* **Your goal**: From the text on executive compensation disclosure, pull out word for word the passage that starts at "6. Incentive compensation" and ends after "found personally responsible.".

* **Excerpt provided**:
○ ○ ○ ○ ○ ○ ○
To ensure the proper alignment of executive compensation practices with shareowner interests, annual disclosure of the following provisions, at a minimum, should be addressed:

  1. Structure and Components of Total Compensation


    1. Details should include reasonable ranges based on total compensation within which the company will target base salary as well as other components of total compensation. Overall targets of total compensation should also be provided.

    2. Details should include how much of overall compensation is based on peer relative analysis and how much of it is based on other criteria.

  2. Incentive Compensation

    1. A significant portion of executive compensation should be comprised of "at risk" pay or tied to the attainment of achieving performance objectives.

    2. The types of incentive compensation to be awarded should be disclosed.

    3. Performance objectives22 should be set before the start of a compensation period while the previous years' objectives which triggered incentive payouts should be disclosed.

    4. Plan design should utilize multiple performance metrics when linking pay to performance.

    5. Meaningful performance hurdles that align the interests of management with long-term shareowners should be established with incentive compensation being directly tied to the attainment and/or out-performance of such hurdles23.

    6. Incentive compensation should include provisions by which "at risk" compensation will not be paid if performance hurdles are not obtained.

    7. Provisions for the resetting of performance hurdles in the event that incentive grants are retested24 should be disclosed.

    8. Companies should develop and disclose a policy for recapturing incentive payments that were made to executives on the basis of having met or exceeded performance targets during a period of fraudulent activity or a material negative restatement of financial results for which executives are found personally responsible.

    9. A process should be disclosed by which additional compensation for executives, which coincides with the sale or purchase of substantial company assets, can be ratified by shareowners.


  3. Equity Compensation

    1. Equity based compensation plans should incorporate the achievement of performance-based components that provide for the vesting of equity grants which include premium priced options, index-based options, and performance targets tied to company specific metrics that are required to achieve vesting. Time accelerated vesting is not a desirable performance based methodology.

    2. In the event of a merger, acquisition, or change in control, unvested equity should not accelerate but should instead convert into the equity of the newly formed company.

    3. Companies should develop and disclose a policy for recapturing dividend equivalent payouts on equity that does not vest.

    4. Equity grants should vest over a period of at least three years
      .
    5. The board's methodology and corresponding details for approving stock options for both directors and employees of the company should be highly transparent and include discloser of: 1) quantity, 2) grant date, 3) strike price, and 4) the underlying stock's market price as of grant date. The approval and granting of stock options for both directors and employees should preferably occur on a date when all corporate actions are taken by the board. The board should also require a report from the Chief Executive Officer stating specifically how the board's delegated authority to issue stock options to employees was used during the prior year.

    6. Equity grant repricing without shareowner approval should be prohibited.

    7. "Evergreen"25 or "Reload"26 provisions should be prohibited.

    8. The company's philosophy related to how equity-based compensation will be distributed within various levels of the company should be disclosed.

    9. Provisions for addressing the issue of dilution, the intended life of an equity plan, and the expected yearly run rate of the equity plan should be disclosed.

    10. If the company intends to repurchase equity in response to the issue of dilution, the equity plan should clearly articulate how the repurchase decision is made in relation to other capital allocation alternatives.

    11. All equity based compensation plans or material changes to existing equity based compensation plans should be shareowner approved.
○ ○ ○ ○ ○ ○ ○
* **Given data**:
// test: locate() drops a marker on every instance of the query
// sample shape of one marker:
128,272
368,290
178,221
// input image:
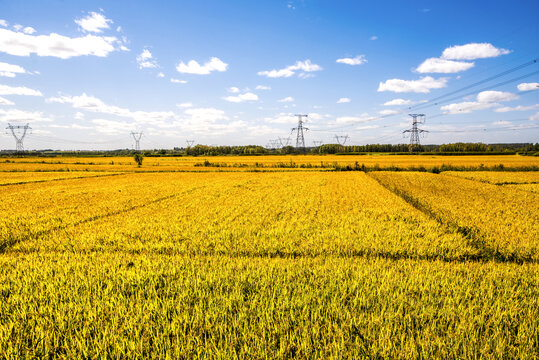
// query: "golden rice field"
182,263
274,162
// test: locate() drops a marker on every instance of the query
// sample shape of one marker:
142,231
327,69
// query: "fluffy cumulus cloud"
495,96
484,100
396,102
358,60
517,108
423,85
93,104
18,90
304,67
388,112
286,99
363,118
145,60
193,67
16,115
528,86
4,101
248,96
10,70
63,47
94,22
473,51
282,118
436,65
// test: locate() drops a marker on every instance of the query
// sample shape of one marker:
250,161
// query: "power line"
19,133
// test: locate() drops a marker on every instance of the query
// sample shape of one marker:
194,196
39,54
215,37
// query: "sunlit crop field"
280,264
280,162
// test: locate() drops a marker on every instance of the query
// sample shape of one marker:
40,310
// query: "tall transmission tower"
137,137
341,139
19,132
300,139
284,141
415,131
○ ○ ○ ○ ○ ○ ○
* **Final result**:
6. Incentive compensation should include provisions by which "at risk" compensation will not be paid if performance hurdles are not obtained.

    7. Provisions for the resetting of performance hurdles in the event that incentive grants are retested24 should be disclosed.

    8. Companies should develop and disclose a policy for recapturing incentive payments that were made to executives on the basis of having met or exceeded performance targets during a period of fraudulent activity or a material negative restatement of financial results for which executives are found personally responsible.